WRITTEN PROBLEM:
With the line containing "Note: for this drill we locate the sea" as the first line and the last line of the records as the final one, reproduce that range exactly.

RAW DATA:

────────────────────────────────────────

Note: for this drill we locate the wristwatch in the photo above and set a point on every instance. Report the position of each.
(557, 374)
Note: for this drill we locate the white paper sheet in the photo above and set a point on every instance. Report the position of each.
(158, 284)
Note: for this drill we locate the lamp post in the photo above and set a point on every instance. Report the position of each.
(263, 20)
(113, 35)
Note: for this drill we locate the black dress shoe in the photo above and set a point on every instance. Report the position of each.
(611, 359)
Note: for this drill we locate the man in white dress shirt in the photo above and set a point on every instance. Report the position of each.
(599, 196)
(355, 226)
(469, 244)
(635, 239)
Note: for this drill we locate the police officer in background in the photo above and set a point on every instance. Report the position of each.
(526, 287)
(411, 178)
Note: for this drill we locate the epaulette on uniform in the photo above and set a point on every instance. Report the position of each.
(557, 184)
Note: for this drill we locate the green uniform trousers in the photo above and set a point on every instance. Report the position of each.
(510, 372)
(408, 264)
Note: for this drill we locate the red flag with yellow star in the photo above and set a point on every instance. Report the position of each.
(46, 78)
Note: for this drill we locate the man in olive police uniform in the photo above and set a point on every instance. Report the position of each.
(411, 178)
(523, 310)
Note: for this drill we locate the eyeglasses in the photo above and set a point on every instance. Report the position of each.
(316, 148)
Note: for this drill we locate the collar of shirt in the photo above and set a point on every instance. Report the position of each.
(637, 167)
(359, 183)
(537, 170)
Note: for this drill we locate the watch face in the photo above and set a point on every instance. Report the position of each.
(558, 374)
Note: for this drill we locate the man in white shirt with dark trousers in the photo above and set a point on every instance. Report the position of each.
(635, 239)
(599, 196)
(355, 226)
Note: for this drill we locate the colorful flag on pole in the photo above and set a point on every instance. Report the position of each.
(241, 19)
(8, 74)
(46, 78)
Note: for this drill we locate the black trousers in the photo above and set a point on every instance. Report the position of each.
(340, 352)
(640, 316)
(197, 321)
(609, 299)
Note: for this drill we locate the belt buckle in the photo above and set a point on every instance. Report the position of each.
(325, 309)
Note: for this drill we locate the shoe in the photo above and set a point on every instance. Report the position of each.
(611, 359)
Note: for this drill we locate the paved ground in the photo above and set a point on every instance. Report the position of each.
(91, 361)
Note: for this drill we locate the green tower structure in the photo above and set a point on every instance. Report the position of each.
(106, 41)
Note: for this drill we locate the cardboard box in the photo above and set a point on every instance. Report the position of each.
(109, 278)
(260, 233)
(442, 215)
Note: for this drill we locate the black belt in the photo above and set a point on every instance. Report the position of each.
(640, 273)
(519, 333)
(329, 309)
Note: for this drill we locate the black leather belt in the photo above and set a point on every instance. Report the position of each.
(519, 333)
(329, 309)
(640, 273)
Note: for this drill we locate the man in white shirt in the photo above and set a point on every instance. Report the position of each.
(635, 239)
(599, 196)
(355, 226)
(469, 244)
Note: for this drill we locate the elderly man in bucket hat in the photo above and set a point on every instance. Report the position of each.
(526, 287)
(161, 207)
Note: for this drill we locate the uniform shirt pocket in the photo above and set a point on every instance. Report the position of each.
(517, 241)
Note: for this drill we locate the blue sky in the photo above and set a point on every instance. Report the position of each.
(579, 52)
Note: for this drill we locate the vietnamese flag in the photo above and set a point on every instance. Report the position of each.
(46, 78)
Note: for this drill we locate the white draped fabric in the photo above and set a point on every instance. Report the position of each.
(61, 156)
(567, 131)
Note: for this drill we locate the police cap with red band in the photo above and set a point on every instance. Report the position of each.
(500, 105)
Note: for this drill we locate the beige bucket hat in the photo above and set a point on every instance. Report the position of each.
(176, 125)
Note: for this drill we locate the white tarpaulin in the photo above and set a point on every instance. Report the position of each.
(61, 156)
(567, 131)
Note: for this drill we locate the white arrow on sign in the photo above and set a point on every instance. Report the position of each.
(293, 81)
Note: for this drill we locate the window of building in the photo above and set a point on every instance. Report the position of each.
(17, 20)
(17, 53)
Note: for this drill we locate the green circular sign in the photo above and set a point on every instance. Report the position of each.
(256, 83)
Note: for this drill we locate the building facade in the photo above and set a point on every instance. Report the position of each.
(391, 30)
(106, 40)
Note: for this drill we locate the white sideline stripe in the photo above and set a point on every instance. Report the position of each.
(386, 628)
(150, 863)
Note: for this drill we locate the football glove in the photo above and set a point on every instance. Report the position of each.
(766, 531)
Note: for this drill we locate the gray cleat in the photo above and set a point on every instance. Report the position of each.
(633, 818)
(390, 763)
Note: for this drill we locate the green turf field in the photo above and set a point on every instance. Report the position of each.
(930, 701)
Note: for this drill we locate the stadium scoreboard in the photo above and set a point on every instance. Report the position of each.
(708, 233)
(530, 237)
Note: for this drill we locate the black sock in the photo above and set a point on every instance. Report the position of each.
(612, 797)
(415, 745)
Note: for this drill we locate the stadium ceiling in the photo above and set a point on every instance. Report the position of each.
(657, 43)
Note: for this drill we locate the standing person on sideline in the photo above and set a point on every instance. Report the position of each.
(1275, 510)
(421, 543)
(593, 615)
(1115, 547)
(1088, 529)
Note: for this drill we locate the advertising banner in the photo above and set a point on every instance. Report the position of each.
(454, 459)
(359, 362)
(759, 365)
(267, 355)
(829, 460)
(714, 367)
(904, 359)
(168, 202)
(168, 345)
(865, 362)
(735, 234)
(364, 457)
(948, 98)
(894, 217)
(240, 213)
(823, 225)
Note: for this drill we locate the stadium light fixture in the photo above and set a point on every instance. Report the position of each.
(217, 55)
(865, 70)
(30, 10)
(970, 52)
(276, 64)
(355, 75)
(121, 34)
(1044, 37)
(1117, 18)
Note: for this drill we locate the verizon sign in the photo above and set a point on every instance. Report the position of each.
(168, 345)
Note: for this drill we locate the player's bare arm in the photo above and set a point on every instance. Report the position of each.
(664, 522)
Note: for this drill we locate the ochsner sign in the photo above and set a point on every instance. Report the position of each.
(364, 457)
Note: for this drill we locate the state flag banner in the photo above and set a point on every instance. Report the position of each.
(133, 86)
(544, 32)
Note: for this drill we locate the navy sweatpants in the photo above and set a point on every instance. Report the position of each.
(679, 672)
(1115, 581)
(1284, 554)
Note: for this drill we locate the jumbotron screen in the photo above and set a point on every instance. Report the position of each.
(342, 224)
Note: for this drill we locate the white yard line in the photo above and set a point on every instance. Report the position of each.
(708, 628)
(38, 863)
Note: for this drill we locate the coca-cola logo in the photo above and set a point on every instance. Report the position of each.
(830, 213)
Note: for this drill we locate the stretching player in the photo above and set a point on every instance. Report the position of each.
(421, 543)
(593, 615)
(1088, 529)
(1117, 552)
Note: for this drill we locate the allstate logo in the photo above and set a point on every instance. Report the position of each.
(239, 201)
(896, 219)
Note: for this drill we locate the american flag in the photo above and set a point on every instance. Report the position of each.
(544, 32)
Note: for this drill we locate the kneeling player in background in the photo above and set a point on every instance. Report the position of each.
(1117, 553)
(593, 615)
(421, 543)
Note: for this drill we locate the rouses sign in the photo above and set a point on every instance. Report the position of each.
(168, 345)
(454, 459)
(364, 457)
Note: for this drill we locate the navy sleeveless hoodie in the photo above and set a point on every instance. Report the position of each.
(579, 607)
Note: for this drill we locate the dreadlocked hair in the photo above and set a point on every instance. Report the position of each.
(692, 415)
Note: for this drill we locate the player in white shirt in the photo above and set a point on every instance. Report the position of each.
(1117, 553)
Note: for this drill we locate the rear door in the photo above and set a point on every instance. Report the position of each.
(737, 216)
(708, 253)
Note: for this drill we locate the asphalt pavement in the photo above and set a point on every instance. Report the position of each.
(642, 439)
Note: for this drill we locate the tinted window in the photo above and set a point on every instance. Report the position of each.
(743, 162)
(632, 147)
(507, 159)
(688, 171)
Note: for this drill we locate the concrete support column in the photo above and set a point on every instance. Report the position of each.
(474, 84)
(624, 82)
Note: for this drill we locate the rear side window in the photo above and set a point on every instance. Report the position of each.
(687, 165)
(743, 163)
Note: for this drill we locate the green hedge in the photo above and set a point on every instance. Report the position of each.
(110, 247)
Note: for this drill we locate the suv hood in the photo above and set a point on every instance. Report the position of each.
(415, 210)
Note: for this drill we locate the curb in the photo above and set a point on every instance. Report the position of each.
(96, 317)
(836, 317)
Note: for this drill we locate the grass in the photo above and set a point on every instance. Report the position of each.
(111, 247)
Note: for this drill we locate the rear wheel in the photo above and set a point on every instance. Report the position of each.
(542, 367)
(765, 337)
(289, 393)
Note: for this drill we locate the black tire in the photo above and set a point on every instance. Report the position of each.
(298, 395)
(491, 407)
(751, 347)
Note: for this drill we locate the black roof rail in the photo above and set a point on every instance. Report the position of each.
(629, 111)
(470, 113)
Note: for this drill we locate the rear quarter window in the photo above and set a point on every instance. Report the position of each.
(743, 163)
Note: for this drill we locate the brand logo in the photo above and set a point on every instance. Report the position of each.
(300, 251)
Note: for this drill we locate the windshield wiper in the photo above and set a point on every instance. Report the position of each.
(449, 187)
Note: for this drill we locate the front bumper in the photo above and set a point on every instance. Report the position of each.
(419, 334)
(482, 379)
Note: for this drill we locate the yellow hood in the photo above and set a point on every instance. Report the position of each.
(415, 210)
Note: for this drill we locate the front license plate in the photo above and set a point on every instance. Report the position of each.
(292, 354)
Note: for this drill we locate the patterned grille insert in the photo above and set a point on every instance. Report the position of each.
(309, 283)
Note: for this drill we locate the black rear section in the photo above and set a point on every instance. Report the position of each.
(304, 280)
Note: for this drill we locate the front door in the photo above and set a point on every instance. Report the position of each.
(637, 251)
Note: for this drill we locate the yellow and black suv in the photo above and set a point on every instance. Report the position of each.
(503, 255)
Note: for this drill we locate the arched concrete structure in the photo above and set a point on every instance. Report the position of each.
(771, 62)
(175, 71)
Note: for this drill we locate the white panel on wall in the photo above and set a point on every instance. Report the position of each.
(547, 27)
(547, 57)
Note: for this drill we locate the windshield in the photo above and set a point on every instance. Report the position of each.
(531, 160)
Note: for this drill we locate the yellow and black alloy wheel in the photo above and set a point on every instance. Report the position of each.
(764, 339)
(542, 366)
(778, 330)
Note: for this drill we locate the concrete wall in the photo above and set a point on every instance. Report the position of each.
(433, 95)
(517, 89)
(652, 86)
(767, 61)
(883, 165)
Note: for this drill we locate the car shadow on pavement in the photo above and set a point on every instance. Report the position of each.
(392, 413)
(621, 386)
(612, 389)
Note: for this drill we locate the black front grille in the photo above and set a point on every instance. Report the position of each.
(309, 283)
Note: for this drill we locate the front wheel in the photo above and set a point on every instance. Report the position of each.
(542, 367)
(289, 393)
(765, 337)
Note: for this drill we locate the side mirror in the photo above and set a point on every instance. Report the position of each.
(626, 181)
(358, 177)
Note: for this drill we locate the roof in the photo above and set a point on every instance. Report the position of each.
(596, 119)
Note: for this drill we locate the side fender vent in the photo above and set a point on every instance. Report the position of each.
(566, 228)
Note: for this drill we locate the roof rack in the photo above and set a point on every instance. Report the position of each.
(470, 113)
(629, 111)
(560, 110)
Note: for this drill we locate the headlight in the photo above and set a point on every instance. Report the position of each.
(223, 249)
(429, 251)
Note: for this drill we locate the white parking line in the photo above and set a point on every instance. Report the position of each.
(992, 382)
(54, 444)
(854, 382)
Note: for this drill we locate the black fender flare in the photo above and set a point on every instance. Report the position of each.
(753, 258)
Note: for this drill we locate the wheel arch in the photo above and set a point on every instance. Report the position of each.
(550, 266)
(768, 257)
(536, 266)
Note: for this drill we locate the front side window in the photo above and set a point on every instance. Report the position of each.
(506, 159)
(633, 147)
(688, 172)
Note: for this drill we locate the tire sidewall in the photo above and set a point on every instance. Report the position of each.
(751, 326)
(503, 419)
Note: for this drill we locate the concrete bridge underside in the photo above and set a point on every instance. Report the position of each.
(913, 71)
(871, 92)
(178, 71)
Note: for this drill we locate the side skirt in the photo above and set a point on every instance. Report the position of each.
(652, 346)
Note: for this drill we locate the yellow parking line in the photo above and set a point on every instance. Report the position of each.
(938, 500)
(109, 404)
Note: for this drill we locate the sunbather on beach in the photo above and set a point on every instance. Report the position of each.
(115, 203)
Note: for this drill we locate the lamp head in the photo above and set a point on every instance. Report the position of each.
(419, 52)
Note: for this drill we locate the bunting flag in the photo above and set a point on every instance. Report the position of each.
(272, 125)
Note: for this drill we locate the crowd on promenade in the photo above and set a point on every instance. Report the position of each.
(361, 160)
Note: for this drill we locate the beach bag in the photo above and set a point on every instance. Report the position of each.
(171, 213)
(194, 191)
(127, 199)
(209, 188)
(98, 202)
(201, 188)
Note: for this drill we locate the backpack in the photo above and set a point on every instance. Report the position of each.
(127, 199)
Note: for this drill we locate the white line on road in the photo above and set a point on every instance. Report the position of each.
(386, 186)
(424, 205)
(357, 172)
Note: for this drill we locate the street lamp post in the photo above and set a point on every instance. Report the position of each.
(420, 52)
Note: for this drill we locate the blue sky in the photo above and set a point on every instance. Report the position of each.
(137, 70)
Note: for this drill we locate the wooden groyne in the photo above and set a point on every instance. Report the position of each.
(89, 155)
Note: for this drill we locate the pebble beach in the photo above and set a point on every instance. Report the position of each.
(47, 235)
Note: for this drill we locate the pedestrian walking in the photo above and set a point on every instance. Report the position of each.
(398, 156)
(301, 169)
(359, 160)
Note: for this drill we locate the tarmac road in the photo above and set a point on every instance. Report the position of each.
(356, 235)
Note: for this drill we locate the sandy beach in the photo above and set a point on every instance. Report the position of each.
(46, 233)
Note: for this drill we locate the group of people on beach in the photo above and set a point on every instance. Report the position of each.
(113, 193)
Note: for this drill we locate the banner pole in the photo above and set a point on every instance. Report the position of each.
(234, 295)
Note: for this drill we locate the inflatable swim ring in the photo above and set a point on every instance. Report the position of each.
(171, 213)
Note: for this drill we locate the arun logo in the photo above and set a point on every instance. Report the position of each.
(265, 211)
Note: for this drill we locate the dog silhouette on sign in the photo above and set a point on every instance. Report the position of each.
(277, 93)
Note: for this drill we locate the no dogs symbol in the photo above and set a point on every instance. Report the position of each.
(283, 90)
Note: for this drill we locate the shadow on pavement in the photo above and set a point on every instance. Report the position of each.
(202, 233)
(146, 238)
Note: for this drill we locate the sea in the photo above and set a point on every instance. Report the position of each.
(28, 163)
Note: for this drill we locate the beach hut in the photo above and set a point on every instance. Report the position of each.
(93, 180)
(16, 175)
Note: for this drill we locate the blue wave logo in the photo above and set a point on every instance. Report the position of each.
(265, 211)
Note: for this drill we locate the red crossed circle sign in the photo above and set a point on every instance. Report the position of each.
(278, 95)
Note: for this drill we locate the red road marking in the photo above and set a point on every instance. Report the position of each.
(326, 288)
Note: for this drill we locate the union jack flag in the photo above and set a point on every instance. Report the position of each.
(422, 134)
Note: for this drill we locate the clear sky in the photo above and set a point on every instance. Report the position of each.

────────────────────────────────────────

WRITTEN RESPONSE:
Note: for this drill we locate the sea in the photo above and set a point on every instance. Report the position of each.
(28, 163)
Note: for this drill we locate the beach hut in the photo above and set a point on every instance. Report the position of each.
(93, 180)
(16, 175)
Note: for this drill we locate the blue wave logo in the photo above and set a point on every instance. Report the position of each.
(265, 211)
Note: for this drill we locate the red crossed circle sign in the photo above and set a point on every instance. Report the position of each.
(278, 95)
Note: for this drill we locate the red road marking in the photo above and set a point on every instance. Report the position of each.
(326, 288)
Note: for this drill we locate the union jack flag in the photo above and set a point on every instance. Report the position of each.
(422, 134)
Note: for this drill we locate the clear sky in the photo above and set a point on every instance. Report the position of each.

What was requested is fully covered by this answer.